[Records from a data collection]
────────
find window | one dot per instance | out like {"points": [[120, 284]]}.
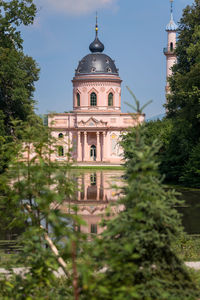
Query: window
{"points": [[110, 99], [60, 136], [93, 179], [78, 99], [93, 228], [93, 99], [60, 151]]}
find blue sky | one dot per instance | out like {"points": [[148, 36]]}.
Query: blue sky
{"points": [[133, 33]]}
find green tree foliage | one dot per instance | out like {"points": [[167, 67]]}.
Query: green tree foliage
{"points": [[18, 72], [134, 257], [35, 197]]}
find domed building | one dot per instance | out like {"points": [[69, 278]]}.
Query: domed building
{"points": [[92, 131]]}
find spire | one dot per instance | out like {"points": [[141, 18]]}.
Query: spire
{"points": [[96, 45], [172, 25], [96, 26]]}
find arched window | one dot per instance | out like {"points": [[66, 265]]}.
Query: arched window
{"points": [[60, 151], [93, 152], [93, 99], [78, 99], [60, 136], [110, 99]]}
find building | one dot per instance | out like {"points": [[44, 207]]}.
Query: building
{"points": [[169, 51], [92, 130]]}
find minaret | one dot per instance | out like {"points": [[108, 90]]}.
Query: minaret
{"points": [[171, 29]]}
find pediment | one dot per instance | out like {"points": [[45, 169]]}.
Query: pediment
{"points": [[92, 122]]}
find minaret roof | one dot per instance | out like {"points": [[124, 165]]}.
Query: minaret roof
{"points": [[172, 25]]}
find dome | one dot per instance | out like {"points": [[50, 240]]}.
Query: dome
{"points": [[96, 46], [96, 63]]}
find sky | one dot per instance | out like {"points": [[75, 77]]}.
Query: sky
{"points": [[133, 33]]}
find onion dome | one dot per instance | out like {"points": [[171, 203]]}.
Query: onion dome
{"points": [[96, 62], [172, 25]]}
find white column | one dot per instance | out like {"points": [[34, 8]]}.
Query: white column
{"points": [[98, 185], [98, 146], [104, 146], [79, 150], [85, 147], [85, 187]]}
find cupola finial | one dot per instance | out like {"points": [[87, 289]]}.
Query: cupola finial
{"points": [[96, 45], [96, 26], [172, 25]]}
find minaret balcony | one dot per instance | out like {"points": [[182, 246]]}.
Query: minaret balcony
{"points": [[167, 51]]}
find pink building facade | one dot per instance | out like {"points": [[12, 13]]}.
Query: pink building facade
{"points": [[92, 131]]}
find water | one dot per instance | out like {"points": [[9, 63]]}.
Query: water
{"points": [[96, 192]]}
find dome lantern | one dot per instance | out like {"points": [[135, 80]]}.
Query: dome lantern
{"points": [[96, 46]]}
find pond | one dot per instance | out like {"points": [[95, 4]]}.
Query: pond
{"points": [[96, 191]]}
────────
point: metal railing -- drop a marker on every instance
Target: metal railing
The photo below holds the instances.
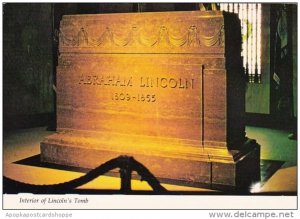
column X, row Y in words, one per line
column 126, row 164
────────
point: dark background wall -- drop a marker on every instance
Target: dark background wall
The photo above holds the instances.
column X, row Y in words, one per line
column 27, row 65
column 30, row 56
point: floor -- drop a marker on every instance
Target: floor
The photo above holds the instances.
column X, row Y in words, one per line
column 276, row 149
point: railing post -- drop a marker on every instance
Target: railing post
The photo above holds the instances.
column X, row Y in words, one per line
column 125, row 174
────────
Where a line of the entries contains the word "metal", copy that line.

point: metal railing -- drop a marker on every instance
Target: metal railing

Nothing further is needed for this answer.